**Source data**
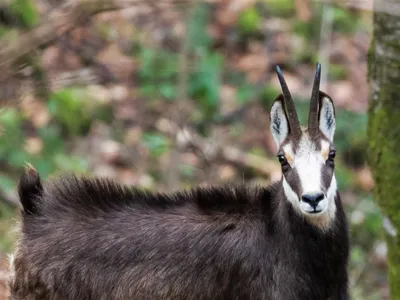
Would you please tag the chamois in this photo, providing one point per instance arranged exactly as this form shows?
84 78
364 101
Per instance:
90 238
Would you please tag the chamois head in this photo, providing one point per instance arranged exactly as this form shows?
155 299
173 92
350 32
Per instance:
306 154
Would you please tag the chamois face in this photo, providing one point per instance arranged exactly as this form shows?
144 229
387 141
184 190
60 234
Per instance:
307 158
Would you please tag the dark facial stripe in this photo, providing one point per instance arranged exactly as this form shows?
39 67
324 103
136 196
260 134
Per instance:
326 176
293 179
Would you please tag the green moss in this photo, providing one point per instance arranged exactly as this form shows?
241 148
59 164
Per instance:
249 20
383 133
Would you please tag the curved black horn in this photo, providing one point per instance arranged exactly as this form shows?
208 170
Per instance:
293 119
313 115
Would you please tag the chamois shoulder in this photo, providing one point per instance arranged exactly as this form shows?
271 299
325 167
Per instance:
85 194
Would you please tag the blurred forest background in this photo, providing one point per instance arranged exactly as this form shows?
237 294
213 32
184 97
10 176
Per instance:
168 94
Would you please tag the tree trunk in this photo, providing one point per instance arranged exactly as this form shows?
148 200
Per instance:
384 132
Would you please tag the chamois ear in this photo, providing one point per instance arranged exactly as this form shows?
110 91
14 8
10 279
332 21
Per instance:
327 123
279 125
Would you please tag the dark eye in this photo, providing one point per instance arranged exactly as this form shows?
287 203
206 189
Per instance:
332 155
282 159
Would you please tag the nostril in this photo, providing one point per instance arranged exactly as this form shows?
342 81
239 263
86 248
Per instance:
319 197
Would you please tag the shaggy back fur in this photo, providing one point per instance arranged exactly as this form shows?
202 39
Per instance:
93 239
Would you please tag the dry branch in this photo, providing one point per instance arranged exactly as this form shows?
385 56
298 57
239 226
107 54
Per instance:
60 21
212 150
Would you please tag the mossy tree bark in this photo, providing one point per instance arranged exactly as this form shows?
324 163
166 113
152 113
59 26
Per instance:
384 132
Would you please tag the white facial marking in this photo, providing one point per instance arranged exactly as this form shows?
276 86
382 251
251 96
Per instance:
* * *
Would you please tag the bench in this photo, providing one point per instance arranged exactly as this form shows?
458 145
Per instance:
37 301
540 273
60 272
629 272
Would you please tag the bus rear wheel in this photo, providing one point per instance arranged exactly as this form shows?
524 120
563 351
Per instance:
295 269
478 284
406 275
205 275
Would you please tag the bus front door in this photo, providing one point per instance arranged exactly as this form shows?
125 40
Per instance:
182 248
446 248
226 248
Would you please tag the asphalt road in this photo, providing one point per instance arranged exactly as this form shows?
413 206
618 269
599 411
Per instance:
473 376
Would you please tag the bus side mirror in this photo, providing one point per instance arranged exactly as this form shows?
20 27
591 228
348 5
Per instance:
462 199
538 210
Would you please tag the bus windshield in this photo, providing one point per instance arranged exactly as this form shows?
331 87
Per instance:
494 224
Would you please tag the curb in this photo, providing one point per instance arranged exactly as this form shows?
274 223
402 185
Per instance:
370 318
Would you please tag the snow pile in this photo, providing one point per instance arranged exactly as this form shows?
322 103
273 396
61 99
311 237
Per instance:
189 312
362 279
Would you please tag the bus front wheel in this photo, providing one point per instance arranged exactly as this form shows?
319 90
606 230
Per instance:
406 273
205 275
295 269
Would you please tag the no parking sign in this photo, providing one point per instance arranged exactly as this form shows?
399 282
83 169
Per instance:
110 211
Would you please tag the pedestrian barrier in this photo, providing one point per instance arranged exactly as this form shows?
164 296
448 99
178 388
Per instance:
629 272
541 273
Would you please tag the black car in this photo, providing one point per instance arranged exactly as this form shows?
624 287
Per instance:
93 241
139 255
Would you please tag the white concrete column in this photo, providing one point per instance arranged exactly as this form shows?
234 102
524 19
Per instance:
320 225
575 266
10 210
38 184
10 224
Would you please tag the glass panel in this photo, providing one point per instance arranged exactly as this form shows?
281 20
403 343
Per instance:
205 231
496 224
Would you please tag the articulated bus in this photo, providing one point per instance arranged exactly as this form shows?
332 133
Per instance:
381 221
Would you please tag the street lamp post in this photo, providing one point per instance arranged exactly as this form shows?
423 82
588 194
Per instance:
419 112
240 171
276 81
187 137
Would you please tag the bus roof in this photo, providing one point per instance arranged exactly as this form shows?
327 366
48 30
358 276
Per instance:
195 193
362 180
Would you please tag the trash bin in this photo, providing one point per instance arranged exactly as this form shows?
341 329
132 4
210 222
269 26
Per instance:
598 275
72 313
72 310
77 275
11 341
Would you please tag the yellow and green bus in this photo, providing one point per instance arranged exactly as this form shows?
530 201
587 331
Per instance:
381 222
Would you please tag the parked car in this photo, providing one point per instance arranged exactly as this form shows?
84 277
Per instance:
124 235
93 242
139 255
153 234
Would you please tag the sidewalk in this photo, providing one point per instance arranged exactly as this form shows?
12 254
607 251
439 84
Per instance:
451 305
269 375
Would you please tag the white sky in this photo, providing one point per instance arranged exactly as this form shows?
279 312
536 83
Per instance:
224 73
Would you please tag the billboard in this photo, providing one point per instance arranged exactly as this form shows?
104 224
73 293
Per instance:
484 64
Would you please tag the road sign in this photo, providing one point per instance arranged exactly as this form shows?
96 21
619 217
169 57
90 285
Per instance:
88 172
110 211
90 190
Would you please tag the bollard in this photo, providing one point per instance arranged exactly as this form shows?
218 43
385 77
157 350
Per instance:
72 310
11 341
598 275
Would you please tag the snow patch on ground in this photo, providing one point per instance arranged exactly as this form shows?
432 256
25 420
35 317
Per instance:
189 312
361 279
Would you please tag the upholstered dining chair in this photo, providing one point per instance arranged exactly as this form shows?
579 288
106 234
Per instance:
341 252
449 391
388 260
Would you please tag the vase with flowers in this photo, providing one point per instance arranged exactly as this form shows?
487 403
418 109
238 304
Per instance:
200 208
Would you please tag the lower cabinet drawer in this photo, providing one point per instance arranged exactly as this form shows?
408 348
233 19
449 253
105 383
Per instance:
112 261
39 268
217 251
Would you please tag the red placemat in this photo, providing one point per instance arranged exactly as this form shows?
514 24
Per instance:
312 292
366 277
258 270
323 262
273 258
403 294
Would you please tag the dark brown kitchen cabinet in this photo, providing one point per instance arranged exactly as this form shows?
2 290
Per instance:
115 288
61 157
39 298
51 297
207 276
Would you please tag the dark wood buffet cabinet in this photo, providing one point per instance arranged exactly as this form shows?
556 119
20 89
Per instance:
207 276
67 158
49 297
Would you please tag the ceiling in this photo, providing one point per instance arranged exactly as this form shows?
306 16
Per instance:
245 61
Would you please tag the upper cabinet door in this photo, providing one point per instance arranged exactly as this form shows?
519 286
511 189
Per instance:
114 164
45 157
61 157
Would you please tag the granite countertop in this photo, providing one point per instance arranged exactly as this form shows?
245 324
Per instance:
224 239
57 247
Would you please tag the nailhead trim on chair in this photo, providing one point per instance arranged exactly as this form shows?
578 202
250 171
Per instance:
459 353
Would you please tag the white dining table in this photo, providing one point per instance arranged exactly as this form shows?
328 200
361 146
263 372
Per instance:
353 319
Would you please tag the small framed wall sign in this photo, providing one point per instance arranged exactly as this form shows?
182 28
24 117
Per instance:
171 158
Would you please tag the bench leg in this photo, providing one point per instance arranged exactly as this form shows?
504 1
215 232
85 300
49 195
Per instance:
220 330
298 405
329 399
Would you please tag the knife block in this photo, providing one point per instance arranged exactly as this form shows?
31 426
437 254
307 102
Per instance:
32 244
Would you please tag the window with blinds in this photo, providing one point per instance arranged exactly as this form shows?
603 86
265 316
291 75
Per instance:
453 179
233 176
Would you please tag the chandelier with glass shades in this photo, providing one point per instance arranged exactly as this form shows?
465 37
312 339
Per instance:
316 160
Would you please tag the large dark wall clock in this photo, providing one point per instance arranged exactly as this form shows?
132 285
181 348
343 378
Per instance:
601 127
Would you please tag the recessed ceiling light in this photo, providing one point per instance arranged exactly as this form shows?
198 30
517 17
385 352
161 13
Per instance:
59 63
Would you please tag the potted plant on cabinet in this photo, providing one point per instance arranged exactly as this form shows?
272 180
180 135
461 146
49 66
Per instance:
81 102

**WRITTEN TASK**
Identify every line of the records above that contains the word "black", and copy each such line. Case is significant.

**THE OUTPUT**
Would you please tag the curved black horn in this photo, providing one point per instance arranged exactly as this form shows?
Would you please tag the black car in this photo, providing one point per instance arranged exactly as this form shows?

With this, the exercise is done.